> EXERCISE DETAILS
Pull out each line below that contains the string "bride", and only count matches with the same uppercase and lowercase letters.

> RECORDS FOR THIS EXERCISE
· · · · · · ·

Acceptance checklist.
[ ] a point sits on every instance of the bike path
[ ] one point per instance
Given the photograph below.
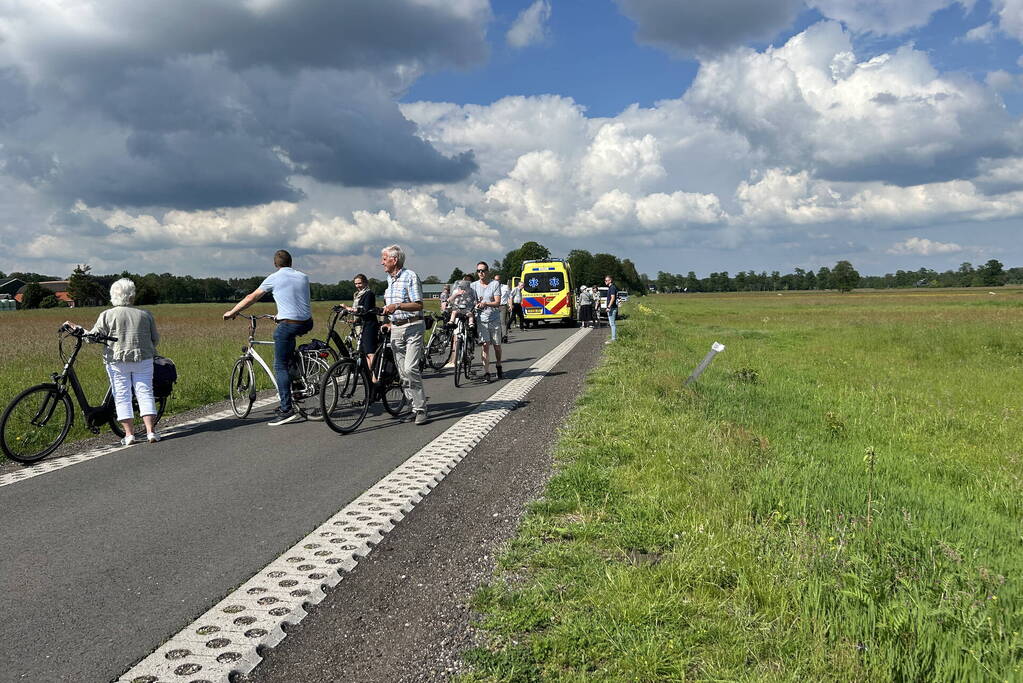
(107, 558)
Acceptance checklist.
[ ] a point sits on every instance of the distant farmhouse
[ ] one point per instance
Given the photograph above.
(56, 287)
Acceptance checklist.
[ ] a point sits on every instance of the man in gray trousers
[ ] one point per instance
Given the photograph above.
(404, 305)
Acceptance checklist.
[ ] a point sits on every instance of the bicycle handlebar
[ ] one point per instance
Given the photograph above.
(93, 337)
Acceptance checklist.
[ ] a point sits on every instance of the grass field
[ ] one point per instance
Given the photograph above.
(203, 346)
(838, 499)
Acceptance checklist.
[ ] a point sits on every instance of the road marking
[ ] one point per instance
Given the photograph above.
(227, 639)
(59, 463)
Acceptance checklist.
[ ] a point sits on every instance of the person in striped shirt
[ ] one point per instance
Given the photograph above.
(403, 300)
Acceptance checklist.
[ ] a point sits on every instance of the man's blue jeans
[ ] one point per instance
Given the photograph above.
(283, 349)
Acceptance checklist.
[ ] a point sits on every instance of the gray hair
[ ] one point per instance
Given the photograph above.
(395, 253)
(123, 292)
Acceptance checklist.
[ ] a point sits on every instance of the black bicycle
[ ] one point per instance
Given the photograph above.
(350, 385)
(464, 349)
(38, 420)
(439, 348)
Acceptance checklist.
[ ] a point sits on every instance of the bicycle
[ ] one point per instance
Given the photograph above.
(38, 419)
(464, 349)
(307, 369)
(348, 388)
(439, 348)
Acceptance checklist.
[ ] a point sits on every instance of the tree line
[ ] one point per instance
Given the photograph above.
(843, 276)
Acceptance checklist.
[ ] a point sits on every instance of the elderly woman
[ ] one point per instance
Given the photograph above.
(363, 306)
(129, 360)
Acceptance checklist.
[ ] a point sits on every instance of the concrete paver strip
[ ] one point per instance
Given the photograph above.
(227, 639)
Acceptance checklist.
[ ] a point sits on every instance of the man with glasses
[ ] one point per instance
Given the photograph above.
(489, 320)
(404, 304)
(295, 318)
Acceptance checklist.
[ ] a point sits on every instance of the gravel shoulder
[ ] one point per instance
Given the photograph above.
(402, 615)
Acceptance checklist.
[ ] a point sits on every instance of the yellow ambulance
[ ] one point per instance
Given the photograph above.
(547, 292)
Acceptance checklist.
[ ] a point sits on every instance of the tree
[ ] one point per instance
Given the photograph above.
(512, 265)
(32, 296)
(824, 278)
(991, 274)
(84, 288)
(844, 276)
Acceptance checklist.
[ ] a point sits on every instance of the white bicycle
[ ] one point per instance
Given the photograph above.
(308, 366)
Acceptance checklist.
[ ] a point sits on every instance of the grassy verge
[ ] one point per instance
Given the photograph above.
(203, 346)
(837, 499)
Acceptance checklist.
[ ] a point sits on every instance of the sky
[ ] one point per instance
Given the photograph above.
(199, 136)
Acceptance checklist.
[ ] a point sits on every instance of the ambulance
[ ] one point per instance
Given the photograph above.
(547, 292)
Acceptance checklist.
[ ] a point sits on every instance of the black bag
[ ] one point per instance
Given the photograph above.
(315, 345)
(165, 373)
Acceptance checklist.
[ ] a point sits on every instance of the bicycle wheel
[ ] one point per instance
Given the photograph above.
(242, 386)
(439, 349)
(394, 393)
(314, 369)
(138, 425)
(35, 423)
(344, 397)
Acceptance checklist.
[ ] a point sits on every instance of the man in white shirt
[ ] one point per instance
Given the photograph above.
(489, 319)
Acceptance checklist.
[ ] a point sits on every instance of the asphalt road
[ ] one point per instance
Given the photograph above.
(104, 560)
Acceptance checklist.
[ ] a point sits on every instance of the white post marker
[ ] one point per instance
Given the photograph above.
(715, 349)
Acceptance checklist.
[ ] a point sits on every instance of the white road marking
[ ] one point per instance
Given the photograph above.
(228, 638)
(59, 463)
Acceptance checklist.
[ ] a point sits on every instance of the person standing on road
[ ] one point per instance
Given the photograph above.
(586, 307)
(404, 305)
(295, 318)
(489, 324)
(129, 360)
(612, 308)
(517, 307)
(363, 305)
(505, 291)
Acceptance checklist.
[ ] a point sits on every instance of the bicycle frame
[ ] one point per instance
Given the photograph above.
(94, 415)
(250, 351)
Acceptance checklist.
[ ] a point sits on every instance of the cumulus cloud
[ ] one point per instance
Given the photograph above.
(892, 118)
(924, 246)
(120, 104)
(531, 26)
(708, 28)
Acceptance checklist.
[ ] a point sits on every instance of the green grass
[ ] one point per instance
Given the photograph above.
(741, 530)
(203, 346)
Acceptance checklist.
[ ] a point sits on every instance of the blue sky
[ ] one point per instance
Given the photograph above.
(704, 135)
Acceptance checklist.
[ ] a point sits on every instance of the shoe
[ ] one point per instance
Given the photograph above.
(284, 416)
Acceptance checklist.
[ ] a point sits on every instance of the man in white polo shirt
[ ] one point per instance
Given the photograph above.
(295, 318)
(489, 319)
(404, 304)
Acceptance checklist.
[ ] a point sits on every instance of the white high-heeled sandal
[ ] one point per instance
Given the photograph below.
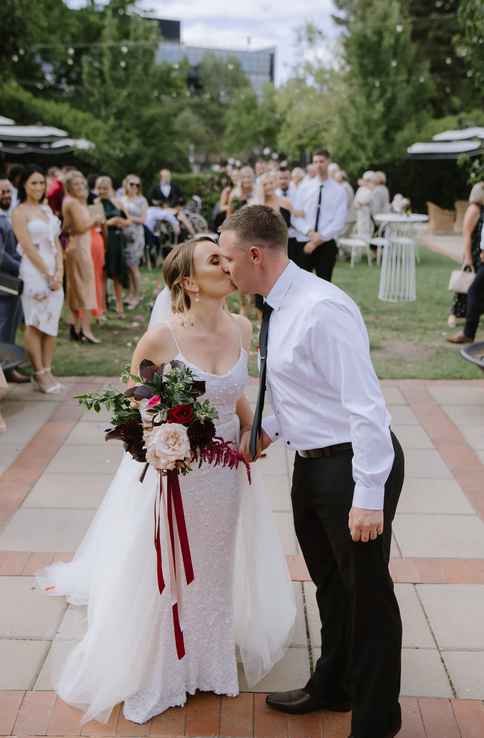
(45, 390)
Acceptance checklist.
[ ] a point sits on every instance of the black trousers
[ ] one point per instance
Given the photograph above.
(475, 304)
(361, 634)
(321, 261)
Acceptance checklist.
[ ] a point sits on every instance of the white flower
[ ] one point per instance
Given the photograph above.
(166, 445)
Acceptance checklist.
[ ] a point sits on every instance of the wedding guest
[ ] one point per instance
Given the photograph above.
(136, 207)
(15, 174)
(260, 168)
(98, 259)
(167, 194)
(244, 193)
(284, 185)
(55, 190)
(381, 194)
(115, 241)
(297, 176)
(10, 305)
(41, 269)
(79, 266)
(311, 172)
(325, 208)
(267, 194)
(473, 230)
(3, 391)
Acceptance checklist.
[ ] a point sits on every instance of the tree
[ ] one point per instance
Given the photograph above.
(470, 42)
(251, 123)
(383, 92)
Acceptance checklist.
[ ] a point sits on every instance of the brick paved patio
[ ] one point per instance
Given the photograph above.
(55, 469)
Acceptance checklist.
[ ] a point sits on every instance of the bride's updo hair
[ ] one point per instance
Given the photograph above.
(177, 266)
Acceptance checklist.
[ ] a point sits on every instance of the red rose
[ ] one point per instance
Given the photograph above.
(181, 414)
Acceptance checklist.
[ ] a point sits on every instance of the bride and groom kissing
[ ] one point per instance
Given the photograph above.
(348, 474)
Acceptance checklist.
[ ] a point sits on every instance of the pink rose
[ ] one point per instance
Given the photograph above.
(153, 401)
(166, 445)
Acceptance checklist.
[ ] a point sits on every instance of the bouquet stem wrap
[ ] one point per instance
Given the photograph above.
(172, 504)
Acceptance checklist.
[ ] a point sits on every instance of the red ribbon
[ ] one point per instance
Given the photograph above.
(178, 537)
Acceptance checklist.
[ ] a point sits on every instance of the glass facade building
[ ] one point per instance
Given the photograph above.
(258, 64)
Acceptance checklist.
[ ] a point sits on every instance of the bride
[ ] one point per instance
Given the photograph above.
(241, 595)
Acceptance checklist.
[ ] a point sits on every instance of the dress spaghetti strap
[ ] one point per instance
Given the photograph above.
(172, 333)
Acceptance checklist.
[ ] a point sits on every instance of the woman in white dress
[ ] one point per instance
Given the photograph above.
(241, 593)
(41, 269)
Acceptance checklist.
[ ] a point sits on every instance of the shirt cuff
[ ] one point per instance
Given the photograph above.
(369, 498)
(270, 425)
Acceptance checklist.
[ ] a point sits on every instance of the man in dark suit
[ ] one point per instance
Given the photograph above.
(166, 193)
(10, 307)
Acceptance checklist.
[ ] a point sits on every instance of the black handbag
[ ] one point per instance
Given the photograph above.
(9, 285)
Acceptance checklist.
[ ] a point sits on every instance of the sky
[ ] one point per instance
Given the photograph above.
(246, 24)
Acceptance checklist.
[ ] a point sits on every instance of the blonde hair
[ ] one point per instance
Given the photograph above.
(179, 265)
(104, 180)
(477, 194)
(69, 180)
(126, 180)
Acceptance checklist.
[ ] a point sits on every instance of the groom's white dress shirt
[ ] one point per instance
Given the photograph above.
(321, 380)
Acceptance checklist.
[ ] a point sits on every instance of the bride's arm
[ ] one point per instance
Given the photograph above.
(243, 408)
(157, 345)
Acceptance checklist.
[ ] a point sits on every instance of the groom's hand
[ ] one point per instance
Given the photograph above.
(365, 525)
(263, 442)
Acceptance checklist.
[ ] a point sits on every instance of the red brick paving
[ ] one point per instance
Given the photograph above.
(41, 713)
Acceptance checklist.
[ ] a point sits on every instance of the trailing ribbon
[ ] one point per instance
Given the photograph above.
(178, 543)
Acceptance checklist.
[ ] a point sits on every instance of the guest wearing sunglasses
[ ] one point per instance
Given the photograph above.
(135, 207)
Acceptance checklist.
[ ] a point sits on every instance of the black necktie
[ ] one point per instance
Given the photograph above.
(318, 211)
(263, 338)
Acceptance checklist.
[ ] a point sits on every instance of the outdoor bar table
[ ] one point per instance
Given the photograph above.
(397, 277)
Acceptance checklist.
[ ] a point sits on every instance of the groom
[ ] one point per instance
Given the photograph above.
(348, 471)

· · · · · · ·

> RESPONSE TO THE EXERCISE
[ ] a point sits on every instance of the bride's updo hair
[ ] a point sits on every instance of the bride and groom kissing
[ ] a point sits on every instance of the bride
[ ] a point sits on every instance of the bride's arm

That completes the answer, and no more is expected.